Scandinavian nature is harsh, life was harsh, and isolation of farms and people made for wild parties at the occasional gathering. Family and clan alliances frequently shifted. Swedish, Danish and Norwegian are so similar that I can understand all three. In fact, it was discovered that I was related to my husband during the tenth century, and that around 1200, my husband’s family executed members of many of my uncle’s clan.

Sesame Street’s Swedish sing-song cook not withstanding , the sentences have square, declarative grammar, usually in four accents, especially in speeches, of which (at least in my family) Scandinavians are very fond. I cannot remember a single family get-together when the oldest male would not make a speech, during which much toasting, laughter and solemn moments occurred. The word skal comes from skull from which the old warriors drank their mead.

The Heaney translations makes this way of life unsentimental, vivid and as close to historical truth as we can know it. Peter Brooks made a film of King Lear that approaches the conditions and emotions of that era.

Death, divine power, heroism, horror, devotion, disgrace and fame are modernized and part-comedic in Beowulf, the movie. The grandeur is gone, but a new Freudian explanation gives us a reason for all three battles, and for Angelina Jolie to be lifted, gilded, from her diabolical pool of chocolate pudding.

◆ Task details
Continue the passage above on Scandinavian life and Beowulf, starting right after its final sentence.

◆ Entries supplied

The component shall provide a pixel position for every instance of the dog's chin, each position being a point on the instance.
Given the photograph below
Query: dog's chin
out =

---

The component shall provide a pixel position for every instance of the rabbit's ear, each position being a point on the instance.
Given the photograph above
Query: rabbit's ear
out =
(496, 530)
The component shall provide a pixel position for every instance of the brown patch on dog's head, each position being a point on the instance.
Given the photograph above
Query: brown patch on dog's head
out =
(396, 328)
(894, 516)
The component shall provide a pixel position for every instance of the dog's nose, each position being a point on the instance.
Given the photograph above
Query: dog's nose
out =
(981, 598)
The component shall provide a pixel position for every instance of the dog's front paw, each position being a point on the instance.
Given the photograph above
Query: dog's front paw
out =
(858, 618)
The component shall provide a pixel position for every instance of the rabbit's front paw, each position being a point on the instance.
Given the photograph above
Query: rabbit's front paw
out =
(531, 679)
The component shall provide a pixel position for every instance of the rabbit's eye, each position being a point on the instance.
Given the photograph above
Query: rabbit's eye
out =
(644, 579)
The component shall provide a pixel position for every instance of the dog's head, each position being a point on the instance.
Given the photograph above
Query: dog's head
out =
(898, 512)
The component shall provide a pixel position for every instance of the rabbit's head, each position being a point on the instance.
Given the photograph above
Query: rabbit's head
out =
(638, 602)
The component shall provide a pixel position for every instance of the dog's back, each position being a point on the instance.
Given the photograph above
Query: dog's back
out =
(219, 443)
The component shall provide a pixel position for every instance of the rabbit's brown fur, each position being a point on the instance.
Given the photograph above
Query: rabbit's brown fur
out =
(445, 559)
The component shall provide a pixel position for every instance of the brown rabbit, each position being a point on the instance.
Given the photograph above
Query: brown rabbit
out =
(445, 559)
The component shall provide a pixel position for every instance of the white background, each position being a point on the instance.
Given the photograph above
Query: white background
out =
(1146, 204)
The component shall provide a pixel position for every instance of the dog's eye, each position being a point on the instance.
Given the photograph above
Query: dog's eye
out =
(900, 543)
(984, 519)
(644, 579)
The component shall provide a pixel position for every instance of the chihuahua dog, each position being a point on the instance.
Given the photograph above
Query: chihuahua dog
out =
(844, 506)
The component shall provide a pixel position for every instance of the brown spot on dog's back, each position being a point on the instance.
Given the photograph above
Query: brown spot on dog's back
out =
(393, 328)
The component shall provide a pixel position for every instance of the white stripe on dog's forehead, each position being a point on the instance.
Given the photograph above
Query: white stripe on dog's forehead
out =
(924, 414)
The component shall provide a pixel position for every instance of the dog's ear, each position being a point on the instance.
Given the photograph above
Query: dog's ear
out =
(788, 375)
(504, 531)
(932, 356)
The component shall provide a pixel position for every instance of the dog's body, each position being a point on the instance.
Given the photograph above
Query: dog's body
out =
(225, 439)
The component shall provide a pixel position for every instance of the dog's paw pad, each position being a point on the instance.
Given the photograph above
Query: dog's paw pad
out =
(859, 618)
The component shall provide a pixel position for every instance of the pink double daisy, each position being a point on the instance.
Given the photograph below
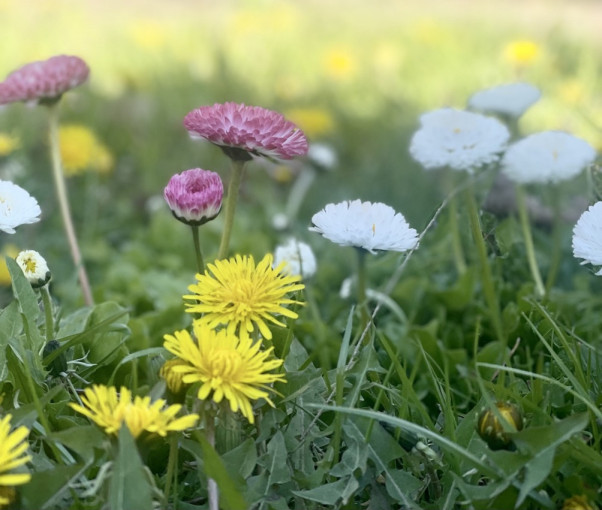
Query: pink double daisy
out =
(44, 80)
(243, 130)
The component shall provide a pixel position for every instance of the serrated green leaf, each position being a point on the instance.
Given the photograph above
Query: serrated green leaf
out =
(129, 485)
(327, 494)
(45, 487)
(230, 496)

...

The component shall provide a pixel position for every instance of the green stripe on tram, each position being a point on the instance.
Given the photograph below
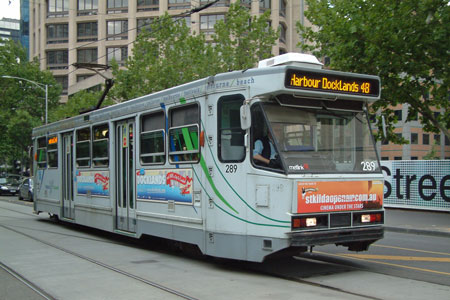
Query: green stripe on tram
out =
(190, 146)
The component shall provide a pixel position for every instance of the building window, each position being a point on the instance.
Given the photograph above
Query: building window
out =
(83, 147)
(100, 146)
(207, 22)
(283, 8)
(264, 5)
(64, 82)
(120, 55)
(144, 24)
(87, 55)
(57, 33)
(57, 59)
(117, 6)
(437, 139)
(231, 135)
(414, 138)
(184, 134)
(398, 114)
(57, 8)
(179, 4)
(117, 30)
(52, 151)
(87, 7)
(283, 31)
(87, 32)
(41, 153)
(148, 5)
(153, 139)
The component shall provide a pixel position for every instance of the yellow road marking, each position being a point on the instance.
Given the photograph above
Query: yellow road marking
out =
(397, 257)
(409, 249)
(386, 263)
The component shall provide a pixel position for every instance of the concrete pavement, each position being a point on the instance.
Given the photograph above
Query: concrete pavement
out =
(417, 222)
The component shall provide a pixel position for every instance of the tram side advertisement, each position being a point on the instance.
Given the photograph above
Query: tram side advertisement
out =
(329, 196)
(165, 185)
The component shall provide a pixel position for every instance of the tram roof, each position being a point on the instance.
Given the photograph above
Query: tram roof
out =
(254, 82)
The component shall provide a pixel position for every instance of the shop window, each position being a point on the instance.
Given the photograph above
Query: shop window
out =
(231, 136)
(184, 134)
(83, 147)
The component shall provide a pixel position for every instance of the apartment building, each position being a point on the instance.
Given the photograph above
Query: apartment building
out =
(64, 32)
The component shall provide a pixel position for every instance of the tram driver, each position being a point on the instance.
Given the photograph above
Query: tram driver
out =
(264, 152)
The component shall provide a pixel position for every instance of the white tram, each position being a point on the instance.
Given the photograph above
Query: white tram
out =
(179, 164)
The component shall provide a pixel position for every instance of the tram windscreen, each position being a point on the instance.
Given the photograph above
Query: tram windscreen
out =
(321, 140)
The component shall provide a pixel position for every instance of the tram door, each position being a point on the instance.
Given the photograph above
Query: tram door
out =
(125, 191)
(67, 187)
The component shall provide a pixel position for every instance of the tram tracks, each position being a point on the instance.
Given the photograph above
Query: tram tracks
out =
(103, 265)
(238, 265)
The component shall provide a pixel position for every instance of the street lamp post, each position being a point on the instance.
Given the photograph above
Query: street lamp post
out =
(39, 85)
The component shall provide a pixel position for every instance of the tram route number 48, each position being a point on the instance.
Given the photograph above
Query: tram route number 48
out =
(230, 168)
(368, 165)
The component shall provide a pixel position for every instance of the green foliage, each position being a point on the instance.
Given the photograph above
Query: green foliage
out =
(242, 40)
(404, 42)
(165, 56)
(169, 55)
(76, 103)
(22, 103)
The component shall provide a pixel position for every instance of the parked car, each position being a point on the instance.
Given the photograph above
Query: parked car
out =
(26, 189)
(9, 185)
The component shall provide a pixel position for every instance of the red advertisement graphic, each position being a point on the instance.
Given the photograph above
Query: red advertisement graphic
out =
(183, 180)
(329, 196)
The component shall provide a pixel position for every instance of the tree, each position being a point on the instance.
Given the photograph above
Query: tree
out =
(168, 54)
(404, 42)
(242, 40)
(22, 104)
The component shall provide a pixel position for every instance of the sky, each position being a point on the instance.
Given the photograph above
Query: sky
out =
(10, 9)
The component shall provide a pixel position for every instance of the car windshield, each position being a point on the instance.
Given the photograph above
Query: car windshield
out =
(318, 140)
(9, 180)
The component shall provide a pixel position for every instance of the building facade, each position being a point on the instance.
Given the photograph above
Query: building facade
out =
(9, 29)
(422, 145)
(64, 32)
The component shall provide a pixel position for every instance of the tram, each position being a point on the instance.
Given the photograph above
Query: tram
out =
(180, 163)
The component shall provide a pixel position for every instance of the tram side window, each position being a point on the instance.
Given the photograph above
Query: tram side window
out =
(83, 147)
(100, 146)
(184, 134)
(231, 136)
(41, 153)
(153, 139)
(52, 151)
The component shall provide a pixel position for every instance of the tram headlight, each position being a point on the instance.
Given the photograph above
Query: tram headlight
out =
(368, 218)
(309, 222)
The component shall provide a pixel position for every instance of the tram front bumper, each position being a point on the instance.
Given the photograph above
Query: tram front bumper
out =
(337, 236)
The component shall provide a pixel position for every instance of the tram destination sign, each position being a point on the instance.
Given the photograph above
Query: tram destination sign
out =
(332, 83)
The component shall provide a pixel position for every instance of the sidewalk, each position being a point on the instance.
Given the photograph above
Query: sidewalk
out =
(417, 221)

◆ Result for this task
It’s very simple. Grendel’s (the monster’s) feud with Hrothgar(the Danish king who has been living on un-earned riches) is fueled by unconscious, ancient Freudian jealously. Grendel wants to defend and better his old ancestor, the long dead Schield Sheafson. Beowulf kills Grendel, who no one realizes is his half- brother. The text infers why when Beowolf goes down to fight Grendel’s mother , he succumbs to her charms, and emerges with Grendel’s head, not hers. He hasn’t really killed her, the text clearly infers. Once Grendel’s mother finds Beowulf, at the pool bottom, there’s air aplenty from an ancient kingdom. Grendel’s mother becomes beautiful, irresistible, and seduces her prey. She’s a shape-changer. Thus she did before, with Hrothgar’s ancestor, Schield Sheafson, and begat the monster that now attacks his own ancestors. Now Beowulf spawns the monster who will come, when he is mature, to Sweden to kill Beowulf, his own father. Oh those feminine wiles and never-ending Freudian theories.

When it all began, Grendel’s mother, who seems to have had a very long life, seduced Schield Sjeafson in exchange for money and fame. The movie explains the beginning of the whole terrible cycle as a punishment for ill-gotten gains.

It is not a long way from children’s story to epic to comedic effect story. The great themes remain the same. The style, consciousness, and language make the difference.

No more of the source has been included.